> Exercise inputs

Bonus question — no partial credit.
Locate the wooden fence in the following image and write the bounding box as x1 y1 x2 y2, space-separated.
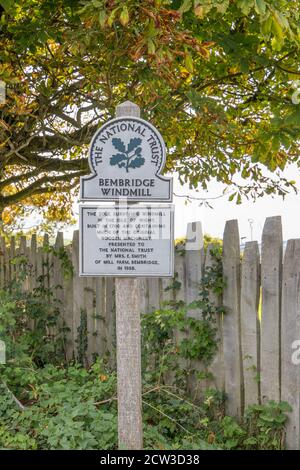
1 216 300 449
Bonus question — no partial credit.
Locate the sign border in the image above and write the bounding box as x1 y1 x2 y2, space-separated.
79 204 174 278
80 116 173 202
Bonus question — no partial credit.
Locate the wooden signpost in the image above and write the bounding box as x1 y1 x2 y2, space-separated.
79 101 174 449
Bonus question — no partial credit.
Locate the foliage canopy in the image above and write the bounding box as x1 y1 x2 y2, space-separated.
0 0 300 227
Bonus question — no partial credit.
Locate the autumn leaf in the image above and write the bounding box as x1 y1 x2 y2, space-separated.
119 6 129 26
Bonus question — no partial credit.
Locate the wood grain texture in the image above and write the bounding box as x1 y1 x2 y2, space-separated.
240 241 260 407
260 216 282 403
63 244 74 362
115 278 143 449
94 277 106 358
185 222 204 397
72 230 85 361
84 276 96 365
0 237 5 288
115 101 143 449
9 237 16 282
148 278 160 311
205 243 224 391
281 239 300 449
222 220 243 417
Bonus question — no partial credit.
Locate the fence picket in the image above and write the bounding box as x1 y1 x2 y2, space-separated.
174 248 185 303
3 236 10 286
222 220 243 417
1 217 299 449
18 236 28 291
185 222 204 397
104 277 116 368
241 241 260 407
281 239 300 449
85 277 96 365
9 237 16 282
72 230 86 362
36 246 43 285
148 278 160 311
29 234 37 291
94 277 106 357
139 279 149 314
260 216 282 403
205 243 224 391
63 244 74 362
173 246 187 389
185 221 203 315
161 278 172 304
43 234 50 292
0 237 5 288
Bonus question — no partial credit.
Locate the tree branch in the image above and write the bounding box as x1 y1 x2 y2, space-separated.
3 170 84 206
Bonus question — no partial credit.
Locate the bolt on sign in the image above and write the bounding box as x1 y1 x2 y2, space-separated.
80 115 172 201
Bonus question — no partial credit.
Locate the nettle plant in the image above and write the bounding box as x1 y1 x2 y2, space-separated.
110 137 144 172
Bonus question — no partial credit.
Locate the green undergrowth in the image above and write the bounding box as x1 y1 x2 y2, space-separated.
0 245 291 450
0 360 291 450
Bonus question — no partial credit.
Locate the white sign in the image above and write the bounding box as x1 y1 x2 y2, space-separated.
80 117 172 202
80 205 174 277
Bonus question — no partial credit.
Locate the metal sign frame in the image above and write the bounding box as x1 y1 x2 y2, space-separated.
79 204 174 278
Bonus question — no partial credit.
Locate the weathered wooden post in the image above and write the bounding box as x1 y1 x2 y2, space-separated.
115 101 143 450
79 101 173 450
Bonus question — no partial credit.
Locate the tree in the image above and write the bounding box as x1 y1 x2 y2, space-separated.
0 0 300 229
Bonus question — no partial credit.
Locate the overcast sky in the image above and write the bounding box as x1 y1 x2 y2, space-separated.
30 163 299 245
173 164 300 243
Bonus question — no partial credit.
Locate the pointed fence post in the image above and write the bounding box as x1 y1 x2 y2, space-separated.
240 241 260 407
115 101 143 450
281 239 300 449
260 216 282 403
185 221 205 397
222 220 243 417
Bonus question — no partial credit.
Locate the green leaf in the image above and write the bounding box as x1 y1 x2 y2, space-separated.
216 0 229 14
285 108 300 126
98 10 106 28
107 8 118 27
278 401 293 412
179 0 192 14
271 15 284 49
184 52 193 73
255 0 266 15
112 138 126 153
261 15 273 36
237 0 254 15
147 39 156 55
119 6 129 26
0 0 14 11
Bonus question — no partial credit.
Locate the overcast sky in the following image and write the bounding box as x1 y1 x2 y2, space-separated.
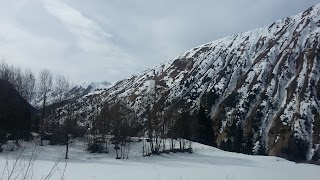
0 0 319 84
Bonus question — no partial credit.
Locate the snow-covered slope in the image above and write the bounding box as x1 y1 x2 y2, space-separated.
49 4 320 161
0 140 319 180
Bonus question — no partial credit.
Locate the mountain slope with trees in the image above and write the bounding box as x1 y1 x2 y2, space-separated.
46 4 320 162
0 79 37 149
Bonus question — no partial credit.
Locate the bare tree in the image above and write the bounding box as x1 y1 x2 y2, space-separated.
65 103 72 159
13 66 23 95
22 69 36 103
0 58 7 79
0 142 66 180
0 60 16 90
55 75 69 103
102 101 134 159
53 75 69 132
0 59 13 82
0 60 36 104
39 69 53 146
54 74 70 159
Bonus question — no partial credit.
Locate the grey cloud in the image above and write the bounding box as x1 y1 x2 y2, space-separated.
0 0 319 84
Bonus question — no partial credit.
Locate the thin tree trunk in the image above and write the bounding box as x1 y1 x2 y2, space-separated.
120 143 123 159
126 142 130 159
65 119 70 159
142 138 145 156
40 94 46 146
116 148 119 159
65 104 71 159
171 138 174 151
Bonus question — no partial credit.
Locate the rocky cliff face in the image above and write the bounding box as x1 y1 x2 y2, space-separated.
50 4 320 161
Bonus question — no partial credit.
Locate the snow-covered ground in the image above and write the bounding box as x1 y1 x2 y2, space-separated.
0 140 319 180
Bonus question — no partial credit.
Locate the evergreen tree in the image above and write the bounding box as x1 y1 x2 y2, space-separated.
220 138 232 151
257 140 267 156
196 104 215 146
244 132 254 154
234 123 244 153
286 136 308 162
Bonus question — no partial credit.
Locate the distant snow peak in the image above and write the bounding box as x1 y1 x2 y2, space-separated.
79 81 112 92
32 80 112 107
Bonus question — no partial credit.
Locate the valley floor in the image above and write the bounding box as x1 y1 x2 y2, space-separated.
0 140 319 180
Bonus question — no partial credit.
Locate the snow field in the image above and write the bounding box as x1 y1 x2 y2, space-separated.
0 140 319 180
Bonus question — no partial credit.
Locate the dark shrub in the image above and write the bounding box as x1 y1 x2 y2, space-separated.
49 131 67 145
88 142 104 153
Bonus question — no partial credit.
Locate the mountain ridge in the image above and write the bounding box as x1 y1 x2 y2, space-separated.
47 4 320 162
31 80 112 108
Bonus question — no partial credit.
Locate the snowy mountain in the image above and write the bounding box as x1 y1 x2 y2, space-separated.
69 81 112 99
48 4 320 161
31 81 112 108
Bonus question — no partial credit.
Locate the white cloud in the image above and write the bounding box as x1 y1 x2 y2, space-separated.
42 0 113 53
0 17 68 70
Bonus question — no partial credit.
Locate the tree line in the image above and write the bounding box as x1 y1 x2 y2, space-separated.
0 60 217 160
85 98 218 159
0 59 251 160
0 59 36 104
0 60 72 158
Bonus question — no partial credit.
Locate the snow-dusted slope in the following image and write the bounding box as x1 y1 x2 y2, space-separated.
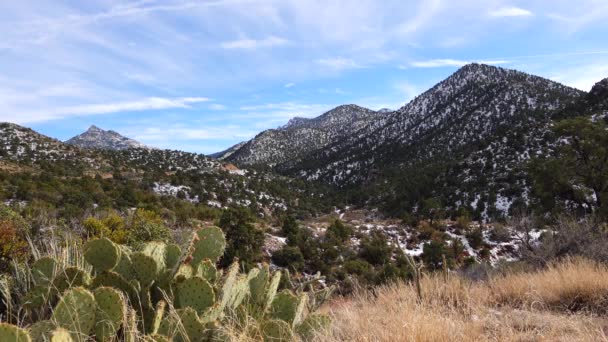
66 125 147 150
225 104 387 166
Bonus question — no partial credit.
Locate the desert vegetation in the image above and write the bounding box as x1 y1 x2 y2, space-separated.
322 258 608 342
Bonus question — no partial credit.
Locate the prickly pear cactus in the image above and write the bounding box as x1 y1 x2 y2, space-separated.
164 243 182 270
142 241 168 271
52 267 90 295
0 323 31 342
176 276 216 315
264 271 282 313
249 263 269 306
158 308 208 342
28 320 56 342
214 261 239 315
227 274 251 311
49 328 73 342
84 238 120 273
112 245 136 280
94 287 126 342
296 314 331 341
261 319 293 342
150 300 166 335
31 257 57 286
191 226 226 265
91 271 138 305
131 252 159 286
23 285 52 310
195 259 218 283
270 291 307 327
52 287 97 341
174 264 194 282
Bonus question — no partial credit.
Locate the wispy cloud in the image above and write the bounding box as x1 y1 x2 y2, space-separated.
407 59 509 68
316 58 362 71
284 83 295 88
6 97 208 124
220 36 290 49
489 6 534 17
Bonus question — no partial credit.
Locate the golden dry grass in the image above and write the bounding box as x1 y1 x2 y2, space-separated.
319 258 608 342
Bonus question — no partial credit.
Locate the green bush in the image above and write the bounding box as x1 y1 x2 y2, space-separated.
272 246 305 272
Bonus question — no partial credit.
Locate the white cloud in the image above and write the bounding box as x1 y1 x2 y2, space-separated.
220 36 290 49
408 59 510 68
489 6 534 17
316 58 362 71
284 83 295 88
7 97 209 124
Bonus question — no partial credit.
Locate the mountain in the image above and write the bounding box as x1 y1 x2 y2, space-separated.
225 104 387 166
65 125 147 150
225 64 588 219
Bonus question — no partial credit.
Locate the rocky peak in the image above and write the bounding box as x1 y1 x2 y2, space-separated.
66 125 147 151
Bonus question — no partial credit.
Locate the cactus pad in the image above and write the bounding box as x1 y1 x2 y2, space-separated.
131 252 159 285
94 287 126 341
264 271 282 312
84 238 120 273
249 263 269 306
142 241 168 271
270 291 307 327
191 226 226 264
0 323 32 342
164 243 182 270
112 246 135 280
52 267 90 295
261 319 293 342
195 259 218 283
227 275 250 310
28 320 56 342
158 308 206 342
52 287 97 341
296 314 331 341
23 285 52 310
49 328 73 342
176 276 215 314
31 257 58 286
91 272 137 303
217 261 239 312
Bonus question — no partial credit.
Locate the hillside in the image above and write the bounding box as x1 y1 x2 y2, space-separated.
0 123 329 218
225 104 385 166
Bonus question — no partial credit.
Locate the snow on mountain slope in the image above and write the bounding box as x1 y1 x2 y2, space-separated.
225 104 387 166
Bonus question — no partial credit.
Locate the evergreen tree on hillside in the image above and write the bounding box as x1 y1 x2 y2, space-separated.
531 117 608 219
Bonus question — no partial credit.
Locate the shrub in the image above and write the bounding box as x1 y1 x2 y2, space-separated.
126 208 171 247
0 205 30 273
325 219 353 243
421 240 448 270
359 230 393 266
465 228 484 250
218 207 264 268
272 246 305 272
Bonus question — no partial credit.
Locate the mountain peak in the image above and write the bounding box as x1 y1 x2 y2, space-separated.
66 125 147 150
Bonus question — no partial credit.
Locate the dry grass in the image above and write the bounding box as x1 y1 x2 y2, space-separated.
319 258 608 342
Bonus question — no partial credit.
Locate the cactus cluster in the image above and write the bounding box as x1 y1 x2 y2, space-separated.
1 226 332 341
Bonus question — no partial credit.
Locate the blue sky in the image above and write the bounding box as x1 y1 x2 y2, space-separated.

> Exercise requirements
Word for word, please return the lines from the one containing "Locate the shrub" through the end of the listing, both ends included, and nothing else.

> Output of the exercise
Locate the shrub in the image above and write the bounding box as x1 y1 x2 y2, space-separated.
126 208 171 247
0 205 30 273
325 219 353 243
421 240 448 270
359 230 393 266
465 228 484 250
218 207 264 268
272 246 305 272
Bonus question — no partial credit.
Locate the mountain peak in the image above and write the bounding box as x1 y1 x2 y2, space-separated.
66 125 147 150
Bonus question — no partial credit.
Locate the dry grass in the image above and write the bounding box as x1 y1 x2 y2, space-separated.
319 258 608 342
Bonus question — no partial credit.
Locate the cactus cluster in the image above and write the bounding box as x1 y1 x2 y2, space-separated.
1 226 332 341
Bonus question — no partial credit.
Locate the blue sky in the image above and write the bounding box as x1 y1 x2 y2, space-separated.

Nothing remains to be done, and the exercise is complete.